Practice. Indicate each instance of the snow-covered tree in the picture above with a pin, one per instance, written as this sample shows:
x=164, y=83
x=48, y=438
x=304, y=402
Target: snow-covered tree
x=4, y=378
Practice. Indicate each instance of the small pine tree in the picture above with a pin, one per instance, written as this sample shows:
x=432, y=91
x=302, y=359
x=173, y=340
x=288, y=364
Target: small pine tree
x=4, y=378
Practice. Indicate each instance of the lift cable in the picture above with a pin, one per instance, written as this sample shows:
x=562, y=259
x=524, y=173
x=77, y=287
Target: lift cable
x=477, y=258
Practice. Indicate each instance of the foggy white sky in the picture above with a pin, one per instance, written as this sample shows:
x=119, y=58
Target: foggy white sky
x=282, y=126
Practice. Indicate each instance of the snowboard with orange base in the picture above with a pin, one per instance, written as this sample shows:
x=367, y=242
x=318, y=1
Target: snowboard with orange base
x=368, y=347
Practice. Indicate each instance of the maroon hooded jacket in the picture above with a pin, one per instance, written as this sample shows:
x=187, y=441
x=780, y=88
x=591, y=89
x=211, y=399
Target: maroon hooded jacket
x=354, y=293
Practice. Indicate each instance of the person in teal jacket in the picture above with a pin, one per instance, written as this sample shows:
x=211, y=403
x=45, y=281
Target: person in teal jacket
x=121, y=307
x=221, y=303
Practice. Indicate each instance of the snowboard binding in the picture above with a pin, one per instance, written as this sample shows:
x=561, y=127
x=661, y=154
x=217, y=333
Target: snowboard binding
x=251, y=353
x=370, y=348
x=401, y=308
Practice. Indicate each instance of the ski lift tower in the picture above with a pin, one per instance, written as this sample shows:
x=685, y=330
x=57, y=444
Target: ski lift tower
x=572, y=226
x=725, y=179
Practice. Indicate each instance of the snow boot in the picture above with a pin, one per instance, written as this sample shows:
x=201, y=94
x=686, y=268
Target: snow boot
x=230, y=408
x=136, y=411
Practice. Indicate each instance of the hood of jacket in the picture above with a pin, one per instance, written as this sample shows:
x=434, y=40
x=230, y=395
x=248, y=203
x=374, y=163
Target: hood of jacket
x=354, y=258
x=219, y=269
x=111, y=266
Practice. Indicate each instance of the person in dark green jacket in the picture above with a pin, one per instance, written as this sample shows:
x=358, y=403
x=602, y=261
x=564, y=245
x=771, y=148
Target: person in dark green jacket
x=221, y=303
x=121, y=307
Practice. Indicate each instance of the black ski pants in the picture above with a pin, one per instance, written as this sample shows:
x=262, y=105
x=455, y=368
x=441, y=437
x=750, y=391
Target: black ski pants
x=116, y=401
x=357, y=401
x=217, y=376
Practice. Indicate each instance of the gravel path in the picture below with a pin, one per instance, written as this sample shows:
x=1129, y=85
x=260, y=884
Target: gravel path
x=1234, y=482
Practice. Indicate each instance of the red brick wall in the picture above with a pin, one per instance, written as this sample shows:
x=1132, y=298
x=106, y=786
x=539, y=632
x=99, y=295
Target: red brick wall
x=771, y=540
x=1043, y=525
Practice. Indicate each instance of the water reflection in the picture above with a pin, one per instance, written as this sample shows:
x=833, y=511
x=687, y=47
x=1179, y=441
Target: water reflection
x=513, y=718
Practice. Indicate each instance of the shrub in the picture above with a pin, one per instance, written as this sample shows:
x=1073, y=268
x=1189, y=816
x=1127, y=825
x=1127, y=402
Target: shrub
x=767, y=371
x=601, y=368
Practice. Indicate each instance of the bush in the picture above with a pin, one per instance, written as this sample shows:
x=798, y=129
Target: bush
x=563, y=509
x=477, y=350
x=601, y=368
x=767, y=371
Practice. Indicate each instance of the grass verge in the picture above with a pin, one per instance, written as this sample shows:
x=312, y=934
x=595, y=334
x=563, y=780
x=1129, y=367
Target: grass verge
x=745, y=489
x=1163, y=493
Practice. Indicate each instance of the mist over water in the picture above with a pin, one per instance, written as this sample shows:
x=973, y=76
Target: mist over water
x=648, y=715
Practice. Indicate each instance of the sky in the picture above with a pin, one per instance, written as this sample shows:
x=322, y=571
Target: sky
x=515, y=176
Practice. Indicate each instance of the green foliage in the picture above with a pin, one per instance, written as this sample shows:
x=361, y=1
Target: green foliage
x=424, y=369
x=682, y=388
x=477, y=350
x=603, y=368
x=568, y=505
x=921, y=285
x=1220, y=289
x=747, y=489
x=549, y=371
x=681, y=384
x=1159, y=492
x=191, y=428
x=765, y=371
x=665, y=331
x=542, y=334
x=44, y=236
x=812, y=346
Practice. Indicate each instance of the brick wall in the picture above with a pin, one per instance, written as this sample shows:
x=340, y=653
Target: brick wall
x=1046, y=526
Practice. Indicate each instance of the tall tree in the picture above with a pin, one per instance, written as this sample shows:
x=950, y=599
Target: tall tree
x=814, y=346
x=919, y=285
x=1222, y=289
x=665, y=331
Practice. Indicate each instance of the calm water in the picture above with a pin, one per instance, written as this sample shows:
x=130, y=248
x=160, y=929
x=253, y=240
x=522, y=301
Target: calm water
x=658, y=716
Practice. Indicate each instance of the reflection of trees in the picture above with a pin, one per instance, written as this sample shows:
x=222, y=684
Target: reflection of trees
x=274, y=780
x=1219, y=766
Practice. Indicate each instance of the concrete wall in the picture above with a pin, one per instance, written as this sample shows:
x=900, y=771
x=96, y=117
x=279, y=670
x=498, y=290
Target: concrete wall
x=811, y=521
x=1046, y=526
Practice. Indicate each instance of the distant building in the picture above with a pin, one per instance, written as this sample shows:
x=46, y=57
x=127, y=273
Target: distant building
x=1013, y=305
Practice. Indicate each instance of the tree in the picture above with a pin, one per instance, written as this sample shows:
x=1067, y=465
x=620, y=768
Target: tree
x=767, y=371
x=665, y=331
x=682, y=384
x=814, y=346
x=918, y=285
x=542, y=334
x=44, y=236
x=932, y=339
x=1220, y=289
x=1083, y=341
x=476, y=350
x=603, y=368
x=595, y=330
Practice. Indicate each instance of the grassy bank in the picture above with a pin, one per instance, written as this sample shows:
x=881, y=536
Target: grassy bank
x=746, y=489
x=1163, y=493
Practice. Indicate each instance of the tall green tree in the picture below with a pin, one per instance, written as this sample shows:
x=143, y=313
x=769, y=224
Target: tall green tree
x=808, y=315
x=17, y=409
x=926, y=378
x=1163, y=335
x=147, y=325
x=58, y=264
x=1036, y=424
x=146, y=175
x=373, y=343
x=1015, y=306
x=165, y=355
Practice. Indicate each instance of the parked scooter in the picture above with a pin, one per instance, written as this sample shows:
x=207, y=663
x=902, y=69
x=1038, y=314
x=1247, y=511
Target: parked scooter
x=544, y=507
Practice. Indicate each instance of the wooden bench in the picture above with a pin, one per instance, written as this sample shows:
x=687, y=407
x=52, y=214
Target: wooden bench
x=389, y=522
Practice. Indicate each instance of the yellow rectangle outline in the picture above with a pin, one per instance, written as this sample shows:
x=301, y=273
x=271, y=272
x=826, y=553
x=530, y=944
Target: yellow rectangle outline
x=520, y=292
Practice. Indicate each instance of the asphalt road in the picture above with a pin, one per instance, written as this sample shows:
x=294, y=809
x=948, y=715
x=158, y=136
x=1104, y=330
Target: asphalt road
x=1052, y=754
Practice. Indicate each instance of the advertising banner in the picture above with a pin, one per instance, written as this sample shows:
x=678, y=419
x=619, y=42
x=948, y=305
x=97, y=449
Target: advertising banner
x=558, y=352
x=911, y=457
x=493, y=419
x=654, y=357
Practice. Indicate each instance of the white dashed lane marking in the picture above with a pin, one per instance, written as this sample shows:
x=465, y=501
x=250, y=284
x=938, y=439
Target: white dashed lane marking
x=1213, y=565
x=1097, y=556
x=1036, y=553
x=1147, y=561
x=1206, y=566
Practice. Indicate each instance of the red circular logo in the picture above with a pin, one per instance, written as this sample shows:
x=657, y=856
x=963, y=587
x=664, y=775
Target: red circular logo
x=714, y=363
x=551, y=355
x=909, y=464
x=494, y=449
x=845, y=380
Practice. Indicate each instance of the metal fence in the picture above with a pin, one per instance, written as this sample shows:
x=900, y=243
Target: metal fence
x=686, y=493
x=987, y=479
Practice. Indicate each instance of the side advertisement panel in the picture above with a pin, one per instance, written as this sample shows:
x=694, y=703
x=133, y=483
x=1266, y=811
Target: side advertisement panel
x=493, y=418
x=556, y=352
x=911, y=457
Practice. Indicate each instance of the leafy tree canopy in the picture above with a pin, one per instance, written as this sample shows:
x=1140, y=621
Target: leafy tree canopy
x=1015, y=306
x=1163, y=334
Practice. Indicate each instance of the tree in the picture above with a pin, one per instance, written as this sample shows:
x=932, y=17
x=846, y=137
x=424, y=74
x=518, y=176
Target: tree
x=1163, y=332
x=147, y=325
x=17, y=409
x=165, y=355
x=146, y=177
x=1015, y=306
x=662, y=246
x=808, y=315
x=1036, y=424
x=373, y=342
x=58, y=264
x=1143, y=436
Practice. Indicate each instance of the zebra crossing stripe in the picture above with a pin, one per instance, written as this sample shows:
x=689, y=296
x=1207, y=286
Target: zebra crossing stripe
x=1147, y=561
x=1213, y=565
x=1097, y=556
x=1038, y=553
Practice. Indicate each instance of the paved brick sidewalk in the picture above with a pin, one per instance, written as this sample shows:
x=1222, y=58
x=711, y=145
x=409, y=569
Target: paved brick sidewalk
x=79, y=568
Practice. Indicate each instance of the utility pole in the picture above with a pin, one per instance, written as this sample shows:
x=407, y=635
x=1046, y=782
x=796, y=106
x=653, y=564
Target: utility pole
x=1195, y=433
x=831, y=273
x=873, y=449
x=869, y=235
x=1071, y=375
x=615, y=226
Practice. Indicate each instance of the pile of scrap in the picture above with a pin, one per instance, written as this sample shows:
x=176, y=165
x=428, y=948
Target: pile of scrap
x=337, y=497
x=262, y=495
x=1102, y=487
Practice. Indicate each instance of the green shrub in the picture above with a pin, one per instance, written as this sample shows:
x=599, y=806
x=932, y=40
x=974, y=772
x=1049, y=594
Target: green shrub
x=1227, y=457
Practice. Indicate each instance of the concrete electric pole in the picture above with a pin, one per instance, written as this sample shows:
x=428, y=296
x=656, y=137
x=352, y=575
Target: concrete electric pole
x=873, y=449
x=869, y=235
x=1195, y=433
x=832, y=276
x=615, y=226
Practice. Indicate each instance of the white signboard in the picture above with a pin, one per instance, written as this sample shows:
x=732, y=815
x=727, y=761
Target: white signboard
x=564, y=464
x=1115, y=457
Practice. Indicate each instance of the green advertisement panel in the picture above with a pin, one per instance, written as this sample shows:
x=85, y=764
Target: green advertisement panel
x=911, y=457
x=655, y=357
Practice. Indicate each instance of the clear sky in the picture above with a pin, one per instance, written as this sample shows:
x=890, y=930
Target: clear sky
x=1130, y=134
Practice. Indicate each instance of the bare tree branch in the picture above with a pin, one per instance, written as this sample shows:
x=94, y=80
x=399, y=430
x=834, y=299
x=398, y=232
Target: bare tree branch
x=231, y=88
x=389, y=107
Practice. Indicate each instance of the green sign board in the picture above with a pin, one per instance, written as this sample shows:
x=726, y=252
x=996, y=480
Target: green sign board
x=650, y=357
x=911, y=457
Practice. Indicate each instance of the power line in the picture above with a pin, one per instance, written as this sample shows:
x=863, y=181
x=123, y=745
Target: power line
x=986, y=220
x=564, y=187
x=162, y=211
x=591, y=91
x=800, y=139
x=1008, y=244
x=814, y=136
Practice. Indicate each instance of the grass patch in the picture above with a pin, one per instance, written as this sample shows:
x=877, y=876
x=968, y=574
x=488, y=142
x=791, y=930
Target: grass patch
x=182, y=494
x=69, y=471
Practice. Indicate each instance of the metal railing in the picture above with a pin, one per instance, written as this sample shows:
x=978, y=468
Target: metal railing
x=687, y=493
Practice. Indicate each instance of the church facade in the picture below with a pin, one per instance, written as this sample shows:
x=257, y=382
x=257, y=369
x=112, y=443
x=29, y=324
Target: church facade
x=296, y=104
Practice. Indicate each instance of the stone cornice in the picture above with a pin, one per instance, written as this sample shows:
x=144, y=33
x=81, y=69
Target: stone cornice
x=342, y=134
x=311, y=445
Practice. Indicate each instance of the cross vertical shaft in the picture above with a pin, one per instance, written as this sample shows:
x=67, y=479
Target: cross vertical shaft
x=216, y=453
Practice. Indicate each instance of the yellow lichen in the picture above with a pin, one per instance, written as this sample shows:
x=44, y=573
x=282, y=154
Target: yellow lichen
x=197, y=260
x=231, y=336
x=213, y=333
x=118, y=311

######

Task details>
Please reproduce every line from the start of the items through the line holding "x=282, y=126", inclusive, with the requests kept in place. Multiply each answer coordinate by 0.2 and round it to a whole number, with halves rounded up, and leave the sample coordinates inside the requests unchanged.

Exercise response>
Practice. Indicate each instance of the snow-covered tree in the picture above with a pin, one per instance, written as this sample shows:
x=164, y=83
x=48, y=438
x=304, y=402
Target: snow-covered tree
x=1, y=76
Practice. Indicate each instance of the small pine tree in the picture above with a pin, one per instance, written as this sample shows:
x=432, y=91
x=302, y=359
x=173, y=340
x=288, y=364
Target: small pine tree
x=1, y=76
Practice. Indicate each instance of the lift cable in the picture above with a pin, one per instance, written as this sample shows:
x=562, y=259
x=524, y=173
x=77, y=287
Target: lift cable
x=95, y=52
Practice. Indicate each instance of the foggy white sky in the picture above with a pin, one per instance, written as this sample shows:
x=119, y=58
Target: foggy white sky
x=56, y=25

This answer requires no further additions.